**Written task**:
Restate word for word the lines from the one containing "Note: locate the wood" through the end of the listing below, with both ends included.

**Raw data**:
------
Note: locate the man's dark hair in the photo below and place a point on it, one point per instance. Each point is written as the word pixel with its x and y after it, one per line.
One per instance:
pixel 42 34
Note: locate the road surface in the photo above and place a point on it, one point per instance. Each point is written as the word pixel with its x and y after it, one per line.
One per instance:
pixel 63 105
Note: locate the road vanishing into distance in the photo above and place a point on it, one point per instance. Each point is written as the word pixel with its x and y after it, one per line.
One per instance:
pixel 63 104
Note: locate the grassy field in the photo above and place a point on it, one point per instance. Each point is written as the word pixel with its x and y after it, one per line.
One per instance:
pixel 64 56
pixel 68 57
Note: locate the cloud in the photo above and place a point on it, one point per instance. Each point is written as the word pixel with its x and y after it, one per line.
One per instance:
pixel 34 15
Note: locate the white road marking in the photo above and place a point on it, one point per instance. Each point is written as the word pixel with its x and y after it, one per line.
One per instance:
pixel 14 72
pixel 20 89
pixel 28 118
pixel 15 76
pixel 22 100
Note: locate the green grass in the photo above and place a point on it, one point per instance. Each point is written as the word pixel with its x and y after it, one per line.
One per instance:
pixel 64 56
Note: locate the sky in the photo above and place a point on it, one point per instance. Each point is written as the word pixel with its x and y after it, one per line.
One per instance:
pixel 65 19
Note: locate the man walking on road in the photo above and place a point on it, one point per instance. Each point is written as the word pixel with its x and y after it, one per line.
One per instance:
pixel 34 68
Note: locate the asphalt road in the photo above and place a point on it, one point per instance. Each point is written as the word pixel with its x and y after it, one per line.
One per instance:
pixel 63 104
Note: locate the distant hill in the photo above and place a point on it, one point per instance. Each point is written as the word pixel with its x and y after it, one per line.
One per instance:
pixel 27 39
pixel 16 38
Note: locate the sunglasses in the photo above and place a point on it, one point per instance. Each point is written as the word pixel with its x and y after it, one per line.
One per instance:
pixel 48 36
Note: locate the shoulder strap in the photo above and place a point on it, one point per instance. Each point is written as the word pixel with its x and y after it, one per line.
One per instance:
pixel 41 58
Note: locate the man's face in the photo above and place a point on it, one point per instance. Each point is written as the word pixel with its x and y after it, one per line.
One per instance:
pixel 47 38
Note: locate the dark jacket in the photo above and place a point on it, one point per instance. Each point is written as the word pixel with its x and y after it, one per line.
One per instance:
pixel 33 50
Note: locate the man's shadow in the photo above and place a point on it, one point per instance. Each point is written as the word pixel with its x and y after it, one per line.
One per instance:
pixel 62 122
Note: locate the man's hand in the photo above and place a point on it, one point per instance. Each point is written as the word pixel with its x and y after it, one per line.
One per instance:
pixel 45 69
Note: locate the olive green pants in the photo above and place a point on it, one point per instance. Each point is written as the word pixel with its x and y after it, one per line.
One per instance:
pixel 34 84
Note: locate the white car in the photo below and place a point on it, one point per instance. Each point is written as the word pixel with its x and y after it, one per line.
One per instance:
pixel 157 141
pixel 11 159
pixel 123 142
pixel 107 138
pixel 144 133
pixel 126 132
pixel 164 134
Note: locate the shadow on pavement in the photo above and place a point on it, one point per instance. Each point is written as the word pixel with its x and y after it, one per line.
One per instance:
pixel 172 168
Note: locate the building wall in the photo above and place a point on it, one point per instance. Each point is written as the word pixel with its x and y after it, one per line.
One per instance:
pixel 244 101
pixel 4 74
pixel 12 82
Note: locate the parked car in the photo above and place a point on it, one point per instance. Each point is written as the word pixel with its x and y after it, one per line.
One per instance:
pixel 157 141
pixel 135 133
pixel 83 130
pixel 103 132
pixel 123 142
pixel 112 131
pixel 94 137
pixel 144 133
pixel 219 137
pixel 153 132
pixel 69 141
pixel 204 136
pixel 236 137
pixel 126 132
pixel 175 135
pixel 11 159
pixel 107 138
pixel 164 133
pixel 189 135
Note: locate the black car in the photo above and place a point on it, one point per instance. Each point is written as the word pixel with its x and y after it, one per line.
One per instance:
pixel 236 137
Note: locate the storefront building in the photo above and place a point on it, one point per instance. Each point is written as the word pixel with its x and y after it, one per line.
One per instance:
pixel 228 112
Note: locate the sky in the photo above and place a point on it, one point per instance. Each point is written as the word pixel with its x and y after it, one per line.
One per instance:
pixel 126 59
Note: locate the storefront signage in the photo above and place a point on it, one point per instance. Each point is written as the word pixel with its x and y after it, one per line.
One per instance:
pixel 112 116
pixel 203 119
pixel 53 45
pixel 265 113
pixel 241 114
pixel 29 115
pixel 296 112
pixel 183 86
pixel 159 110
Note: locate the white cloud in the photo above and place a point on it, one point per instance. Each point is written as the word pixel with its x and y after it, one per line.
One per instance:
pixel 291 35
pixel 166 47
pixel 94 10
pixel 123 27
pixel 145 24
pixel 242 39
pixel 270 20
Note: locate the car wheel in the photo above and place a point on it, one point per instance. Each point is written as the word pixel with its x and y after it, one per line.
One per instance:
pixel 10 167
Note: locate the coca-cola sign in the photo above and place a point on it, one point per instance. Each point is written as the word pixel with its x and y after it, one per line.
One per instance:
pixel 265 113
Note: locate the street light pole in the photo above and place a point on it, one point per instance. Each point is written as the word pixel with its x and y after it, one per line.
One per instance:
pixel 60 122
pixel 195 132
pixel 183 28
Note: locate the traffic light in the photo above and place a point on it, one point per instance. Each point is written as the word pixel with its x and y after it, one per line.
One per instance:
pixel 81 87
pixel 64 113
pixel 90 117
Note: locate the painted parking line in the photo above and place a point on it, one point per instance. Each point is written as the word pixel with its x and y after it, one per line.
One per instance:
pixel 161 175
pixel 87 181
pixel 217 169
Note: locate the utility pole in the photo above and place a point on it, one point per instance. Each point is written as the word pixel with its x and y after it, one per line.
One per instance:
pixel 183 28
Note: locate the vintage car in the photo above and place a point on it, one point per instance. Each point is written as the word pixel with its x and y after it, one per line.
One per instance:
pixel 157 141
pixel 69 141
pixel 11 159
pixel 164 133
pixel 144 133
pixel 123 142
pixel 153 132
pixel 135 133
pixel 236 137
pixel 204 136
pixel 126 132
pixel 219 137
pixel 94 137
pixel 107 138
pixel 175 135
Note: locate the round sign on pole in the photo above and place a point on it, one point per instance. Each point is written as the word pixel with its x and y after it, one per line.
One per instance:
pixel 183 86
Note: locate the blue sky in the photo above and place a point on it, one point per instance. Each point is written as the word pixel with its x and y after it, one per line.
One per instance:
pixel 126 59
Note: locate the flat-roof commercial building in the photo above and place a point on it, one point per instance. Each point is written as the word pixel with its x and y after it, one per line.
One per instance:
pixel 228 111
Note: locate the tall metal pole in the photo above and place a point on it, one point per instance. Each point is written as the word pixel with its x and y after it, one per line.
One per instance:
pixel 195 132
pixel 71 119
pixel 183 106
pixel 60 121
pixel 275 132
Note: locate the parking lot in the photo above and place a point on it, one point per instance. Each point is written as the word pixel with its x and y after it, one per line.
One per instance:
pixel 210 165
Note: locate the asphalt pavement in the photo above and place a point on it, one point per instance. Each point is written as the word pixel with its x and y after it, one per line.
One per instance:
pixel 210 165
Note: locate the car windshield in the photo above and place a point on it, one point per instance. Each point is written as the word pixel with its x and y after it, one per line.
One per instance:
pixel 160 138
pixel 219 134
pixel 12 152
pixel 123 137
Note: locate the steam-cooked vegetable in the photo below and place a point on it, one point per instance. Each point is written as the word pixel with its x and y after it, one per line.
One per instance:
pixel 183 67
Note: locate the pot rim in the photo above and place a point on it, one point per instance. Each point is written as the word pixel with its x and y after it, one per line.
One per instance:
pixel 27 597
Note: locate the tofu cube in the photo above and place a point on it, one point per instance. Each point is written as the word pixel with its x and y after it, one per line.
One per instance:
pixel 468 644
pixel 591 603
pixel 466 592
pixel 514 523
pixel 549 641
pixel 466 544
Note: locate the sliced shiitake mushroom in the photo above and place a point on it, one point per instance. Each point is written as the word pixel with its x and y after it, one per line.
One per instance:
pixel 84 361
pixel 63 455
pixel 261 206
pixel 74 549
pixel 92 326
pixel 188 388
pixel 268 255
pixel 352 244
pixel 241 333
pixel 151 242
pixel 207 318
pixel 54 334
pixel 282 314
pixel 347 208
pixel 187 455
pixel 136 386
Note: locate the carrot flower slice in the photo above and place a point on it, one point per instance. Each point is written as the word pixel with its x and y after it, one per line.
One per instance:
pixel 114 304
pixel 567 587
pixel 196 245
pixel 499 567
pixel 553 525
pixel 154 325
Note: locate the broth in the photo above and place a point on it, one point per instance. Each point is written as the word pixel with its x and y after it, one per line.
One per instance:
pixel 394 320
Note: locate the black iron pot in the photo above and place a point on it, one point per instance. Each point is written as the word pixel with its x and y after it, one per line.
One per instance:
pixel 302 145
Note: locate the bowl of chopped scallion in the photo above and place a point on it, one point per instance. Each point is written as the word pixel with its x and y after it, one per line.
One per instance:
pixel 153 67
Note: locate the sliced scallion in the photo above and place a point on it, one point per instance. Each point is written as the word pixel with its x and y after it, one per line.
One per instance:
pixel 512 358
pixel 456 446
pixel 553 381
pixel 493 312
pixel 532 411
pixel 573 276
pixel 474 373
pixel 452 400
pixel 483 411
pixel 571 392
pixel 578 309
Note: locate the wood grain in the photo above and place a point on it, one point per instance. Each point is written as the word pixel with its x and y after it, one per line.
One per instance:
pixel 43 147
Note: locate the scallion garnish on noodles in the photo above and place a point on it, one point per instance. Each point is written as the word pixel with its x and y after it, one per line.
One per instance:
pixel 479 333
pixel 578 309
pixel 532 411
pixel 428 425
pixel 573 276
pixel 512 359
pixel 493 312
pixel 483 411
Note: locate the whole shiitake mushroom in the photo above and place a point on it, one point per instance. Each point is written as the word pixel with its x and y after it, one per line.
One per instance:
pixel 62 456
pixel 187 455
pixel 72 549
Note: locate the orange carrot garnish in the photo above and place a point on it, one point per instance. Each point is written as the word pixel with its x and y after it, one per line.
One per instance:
------
**Exercise response**:
Note: locate the wood grain in the photo above and place a point on it, one point per instance. Each point is written as the word pixel with its x and y after it, one per line.
One per instance:
pixel 43 147
Note: locate the scallion garnish on noodles in the photo above and place a point on it, one point per instance. Each point is written as the word pixel with its x and y after it, one per line.
One per instance:
pixel 479 333
pixel 578 309
pixel 532 411
pixel 428 425
pixel 573 276
pixel 512 359
pixel 493 312
pixel 483 411
Note: locate the whole shiitake mushroom in the photo above and place a point on it, one point per instance. Each point is written as the word pixel with its x and y after it, one per line.
One per instance:
pixel 62 456
pixel 187 455
pixel 72 549
Note: locate the orange carrot garnish in the photo above and place a point on it, one point per instance. Each point is written as the word pixel with its x and y after it, one per line.
One per instance:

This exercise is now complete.